• Assignment: From the listing below, output only the lines starting at the line that has "Put a single dot on each instance of the white t-shirt" and ending at the line that has "Target: eyelash", exactly as they appear, ends included.

________________________________________

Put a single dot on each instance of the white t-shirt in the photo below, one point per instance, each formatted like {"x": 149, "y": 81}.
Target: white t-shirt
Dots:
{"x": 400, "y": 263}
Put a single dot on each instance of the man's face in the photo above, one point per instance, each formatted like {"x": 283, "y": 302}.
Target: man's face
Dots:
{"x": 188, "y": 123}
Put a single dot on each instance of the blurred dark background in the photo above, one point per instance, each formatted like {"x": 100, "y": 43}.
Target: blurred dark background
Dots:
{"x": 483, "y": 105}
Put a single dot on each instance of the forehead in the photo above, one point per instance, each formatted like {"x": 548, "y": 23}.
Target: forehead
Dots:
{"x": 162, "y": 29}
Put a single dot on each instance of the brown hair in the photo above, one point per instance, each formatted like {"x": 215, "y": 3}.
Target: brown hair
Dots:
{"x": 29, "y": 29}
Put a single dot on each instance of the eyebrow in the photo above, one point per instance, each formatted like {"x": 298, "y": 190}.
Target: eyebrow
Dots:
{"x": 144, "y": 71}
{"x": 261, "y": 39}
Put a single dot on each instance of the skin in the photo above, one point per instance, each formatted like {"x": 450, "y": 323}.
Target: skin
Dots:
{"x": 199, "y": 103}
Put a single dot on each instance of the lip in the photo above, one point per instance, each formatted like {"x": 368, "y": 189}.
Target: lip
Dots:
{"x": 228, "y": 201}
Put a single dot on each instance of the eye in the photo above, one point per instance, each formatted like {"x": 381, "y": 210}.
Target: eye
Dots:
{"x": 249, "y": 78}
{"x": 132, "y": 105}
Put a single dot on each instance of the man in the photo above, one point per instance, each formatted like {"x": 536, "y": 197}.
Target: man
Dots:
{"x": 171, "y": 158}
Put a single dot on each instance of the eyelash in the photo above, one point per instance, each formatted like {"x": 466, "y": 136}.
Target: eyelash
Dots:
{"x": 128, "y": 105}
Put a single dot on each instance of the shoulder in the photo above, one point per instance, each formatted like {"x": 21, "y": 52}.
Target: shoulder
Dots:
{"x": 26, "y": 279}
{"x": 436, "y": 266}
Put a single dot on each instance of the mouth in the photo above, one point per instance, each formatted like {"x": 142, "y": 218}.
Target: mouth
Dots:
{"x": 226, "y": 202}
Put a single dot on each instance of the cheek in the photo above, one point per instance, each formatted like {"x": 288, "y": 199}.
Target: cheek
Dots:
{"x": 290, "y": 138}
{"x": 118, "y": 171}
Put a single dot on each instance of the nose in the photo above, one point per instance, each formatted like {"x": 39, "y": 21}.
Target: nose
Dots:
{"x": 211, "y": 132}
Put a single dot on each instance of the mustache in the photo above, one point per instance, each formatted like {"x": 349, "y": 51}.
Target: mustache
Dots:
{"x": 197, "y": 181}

________________________________________

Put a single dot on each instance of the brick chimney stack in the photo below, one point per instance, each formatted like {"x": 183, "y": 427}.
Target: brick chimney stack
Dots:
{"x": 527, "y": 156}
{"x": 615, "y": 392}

________________________________________

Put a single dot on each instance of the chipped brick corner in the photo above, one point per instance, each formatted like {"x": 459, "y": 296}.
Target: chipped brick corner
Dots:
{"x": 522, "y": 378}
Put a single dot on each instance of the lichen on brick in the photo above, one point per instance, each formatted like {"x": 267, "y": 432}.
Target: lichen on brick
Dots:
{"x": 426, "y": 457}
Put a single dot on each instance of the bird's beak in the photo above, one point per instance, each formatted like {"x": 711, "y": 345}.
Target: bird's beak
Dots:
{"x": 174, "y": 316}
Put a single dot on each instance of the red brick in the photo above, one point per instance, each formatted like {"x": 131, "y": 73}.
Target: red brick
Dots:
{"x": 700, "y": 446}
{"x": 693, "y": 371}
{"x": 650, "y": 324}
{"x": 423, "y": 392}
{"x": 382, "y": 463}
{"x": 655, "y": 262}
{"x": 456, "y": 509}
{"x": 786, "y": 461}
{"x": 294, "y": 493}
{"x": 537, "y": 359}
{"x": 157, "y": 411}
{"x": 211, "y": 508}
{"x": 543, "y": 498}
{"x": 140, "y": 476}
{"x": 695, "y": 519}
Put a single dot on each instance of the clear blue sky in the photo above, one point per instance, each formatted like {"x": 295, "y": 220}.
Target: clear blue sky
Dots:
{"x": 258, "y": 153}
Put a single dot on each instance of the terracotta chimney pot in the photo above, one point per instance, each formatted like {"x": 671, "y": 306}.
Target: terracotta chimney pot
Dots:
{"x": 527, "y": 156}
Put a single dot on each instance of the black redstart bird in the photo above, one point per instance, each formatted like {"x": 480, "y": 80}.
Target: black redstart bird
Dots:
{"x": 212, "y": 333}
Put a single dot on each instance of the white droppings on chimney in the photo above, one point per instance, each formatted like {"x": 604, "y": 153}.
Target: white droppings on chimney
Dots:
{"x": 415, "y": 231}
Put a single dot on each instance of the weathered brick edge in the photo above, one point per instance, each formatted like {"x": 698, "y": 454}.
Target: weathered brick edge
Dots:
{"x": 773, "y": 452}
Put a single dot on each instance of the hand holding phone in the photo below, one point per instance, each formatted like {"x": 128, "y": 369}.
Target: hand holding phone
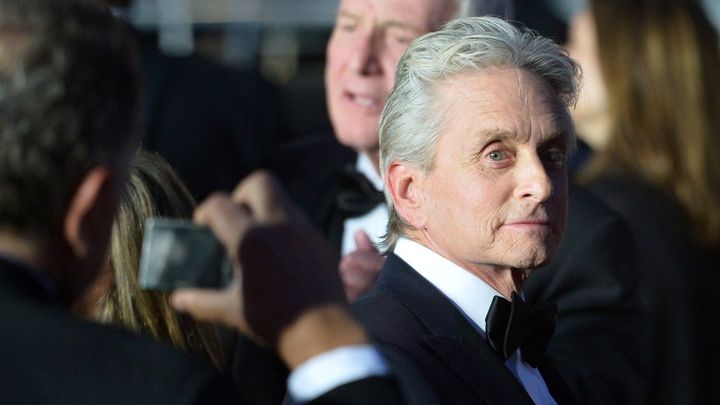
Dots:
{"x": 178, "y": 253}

________________________________________

• Written answer:
Put a single dot on each instance of the white t-shirt in the photo below, one point per instance, each formatted like {"x": 149, "y": 81}.
Target: white t-shirt
Dots:
{"x": 400, "y": 263}
Put a single dot on each instance of the man's face in the photo above, one point per instance, each formatted like {"x": 283, "y": 302}.
Target: man's face
Dots:
{"x": 188, "y": 123}
Put a single dot on each instance of the blurred dark background in the photo above, one point per instance, each formatted like {"x": 100, "y": 43}.
Target: blurred dark background
Dots:
{"x": 483, "y": 105}
Put a single dot on each instance of the forehead in the photo above, one point per instance, each formatted like {"x": 548, "y": 23}.
Target: forehead
Dots:
{"x": 162, "y": 29}
Put a single dot on each instance of the brown hair in the photo above, one point per instance, each formatted like {"x": 215, "y": 3}.
Target: brown hair
Dots:
{"x": 29, "y": 29}
Put a single dot on each instance of the eyebrow in the photo above, one point per instance, each formatted like {"x": 298, "y": 190}.
Target: eyebrow
Dots:
{"x": 144, "y": 71}
{"x": 261, "y": 39}
Put a single dot on each instance of the skin in the photo above, one point per instance, each formatted like {"x": 450, "y": 323}.
Target: skin
Dots:
{"x": 199, "y": 103}
Put a single dot on each instance of the lip in the photo above, one point per instance, each formatted like {"x": 368, "y": 189}.
Target: lip
Dots:
{"x": 228, "y": 201}
Put a single dot on each instance of the eye in the photo above, one point per instance, each formatted like {"x": 381, "y": 210}.
Target: eye
Dots:
{"x": 249, "y": 78}
{"x": 132, "y": 105}
Put a single dot on each instance of the man in the photo above, one point per instance, each formatted like {"x": 536, "y": 197}.
Target: man
Dots:
{"x": 171, "y": 158}
Put a single dot on each instance of the eyelash in the photo above, one point per instance, each formatted like {"x": 466, "y": 136}.
Target: eyelash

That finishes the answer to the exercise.